• _What to do_
Rewrite the records below as a numbered list, leaving out any blank lines.

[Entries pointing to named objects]
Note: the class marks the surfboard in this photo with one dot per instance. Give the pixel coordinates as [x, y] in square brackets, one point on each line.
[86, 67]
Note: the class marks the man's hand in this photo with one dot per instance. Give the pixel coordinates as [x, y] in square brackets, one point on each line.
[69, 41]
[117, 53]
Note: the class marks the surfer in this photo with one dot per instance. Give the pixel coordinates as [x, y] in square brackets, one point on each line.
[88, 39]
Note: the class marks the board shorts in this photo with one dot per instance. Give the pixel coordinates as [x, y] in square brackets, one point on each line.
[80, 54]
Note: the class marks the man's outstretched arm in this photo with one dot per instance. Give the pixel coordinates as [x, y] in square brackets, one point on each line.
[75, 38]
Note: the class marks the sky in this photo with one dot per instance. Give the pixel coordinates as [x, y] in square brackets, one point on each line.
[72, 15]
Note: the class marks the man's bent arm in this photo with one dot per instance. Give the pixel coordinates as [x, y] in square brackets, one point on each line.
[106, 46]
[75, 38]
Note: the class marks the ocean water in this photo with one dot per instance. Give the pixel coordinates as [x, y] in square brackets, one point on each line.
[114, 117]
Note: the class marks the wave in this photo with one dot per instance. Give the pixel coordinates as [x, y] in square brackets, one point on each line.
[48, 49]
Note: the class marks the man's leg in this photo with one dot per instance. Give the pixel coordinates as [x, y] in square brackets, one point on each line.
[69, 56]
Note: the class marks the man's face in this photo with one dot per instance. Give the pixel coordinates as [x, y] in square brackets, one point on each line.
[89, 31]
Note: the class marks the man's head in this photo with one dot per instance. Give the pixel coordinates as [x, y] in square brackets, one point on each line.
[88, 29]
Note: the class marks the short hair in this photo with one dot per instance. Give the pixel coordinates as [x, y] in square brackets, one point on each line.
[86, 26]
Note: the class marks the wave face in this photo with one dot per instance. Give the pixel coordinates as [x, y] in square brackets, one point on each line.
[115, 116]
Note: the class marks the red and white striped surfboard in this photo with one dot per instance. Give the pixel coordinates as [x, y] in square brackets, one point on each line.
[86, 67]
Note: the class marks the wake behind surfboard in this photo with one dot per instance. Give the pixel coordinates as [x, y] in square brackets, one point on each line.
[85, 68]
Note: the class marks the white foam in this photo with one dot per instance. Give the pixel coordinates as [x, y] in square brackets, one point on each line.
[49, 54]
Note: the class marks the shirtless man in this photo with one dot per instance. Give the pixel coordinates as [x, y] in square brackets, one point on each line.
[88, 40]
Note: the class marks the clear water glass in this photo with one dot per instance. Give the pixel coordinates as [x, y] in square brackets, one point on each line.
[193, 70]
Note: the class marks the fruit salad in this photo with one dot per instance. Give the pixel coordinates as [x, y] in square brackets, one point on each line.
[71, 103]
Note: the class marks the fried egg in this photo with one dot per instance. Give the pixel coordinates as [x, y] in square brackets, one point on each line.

• _Exercise solution_
1. Note: the class marks the surfboard in this photo with one dot per instance. Give the pixel coordinates as [x, y] in square brackets, one point on each line.
2. [86, 67]
3. Note: the class marks the man's hand in this photo with one dot per instance. Give the pixel coordinates as [x, y] in square brackets, one point on each line.
4. [69, 41]
5. [117, 53]
6. Note: the class marks the surfer in this photo with one dot per instance. Give the pixel coordinates as [x, y] in square brackets, one point on each line.
7. [88, 39]
8. Note: the class marks the board shorts in this photo with one dot per instance. Give the pixel coordinates as [x, y] in square brackets, one point on each line.
9. [80, 54]
10. Note: the class marks the man's outstretched arm in this photo with one dot per instance. Give the pixel coordinates as [x, y] in square brackets, one point on each line.
11. [75, 38]
12. Note: the class marks the sky in this photo with one dot per instance. Give the pixel coordinates as [x, y] in square brackets, one point on each line.
13. [72, 15]
14. Note: the class marks the man's bent arm in this photo with one dot per instance. Give the pixel coordinates as [x, y] in square brackets, one point on each line.
15. [106, 46]
16. [75, 38]
17. Note: the class marks the ocean water in this photo with one dot per instance. Give the pixel coordinates as [x, y] in square brackets, one point on each line.
18. [114, 117]
19. Note: the class marks the wave in this photo with one dot per instance. Give the pixel coordinates as [x, y] in square brackets, one point on each line.
20. [48, 49]
21. Note: the class marks the man's leg in this photo with one dot per instance. Give the pixel coordinates as [x, y] in square brackets, one point on each line.
22. [69, 56]
23. Note: the class marks the man's face in this photo with one dot per instance. Give the pixel coordinates as [x, y] in square brackets, one point on each line.
24. [89, 31]
25. Note: the class marks the man's head in this photo with one dot per instance. Give the pixel coordinates as [x, y] in square brackets, one point on each line.
26. [88, 29]
27. Note: the class marks the short hair in this photo with one dot per instance. Give the pixel coordinates as [x, y] in square brackets, one point on each line.
28. [86, 26]
29. Note: the class marks the wave face in this photo with one dot per instance. Give the pixel coordinates as [x, y] in square brackets, one point on each line.
30. [115, 116]
31. Note: the class marks the red and white striped surfboard in this photo with one dot per instance. Give the pixel coordinates as [x, y] in square brackets, one point on each line.
32. [86, 67]
33. Note: the class marks the wake behind surfboard in this photo with one dot per instance. Give the pixel coordinates as [x, y] in square brackets, one point on each line.
34. [85, 68]
35. Note: the class marks the white foam in this photo with one dot per instance. Give the pixel coordinates as [x, y] in square brackets, one point on each line.
36. [49, 54]
37. Note: the class marks the shirtless man in this photo with one dot per instance. Give the pixel coordinates as [x, y] in square brackets, one point on each line.
38. [88, 40]
39. Note: the class marks the clear water glass in this photo with one dot per instance. Give the pixel coordinates as [x, y] in square brackets, one point on each line.
40. [193, 70]
41. Note: the class marks the fruit salad in this photo with one dot per instance. Give the pixel coordinates as [x, y] in square brackets, one point on each line.
42. [71, 103]
43. Note: the class marks the fried egg in this photo with one dot per instance. Give the pixel coordinates as [x, y] in square brackets, one point on each line.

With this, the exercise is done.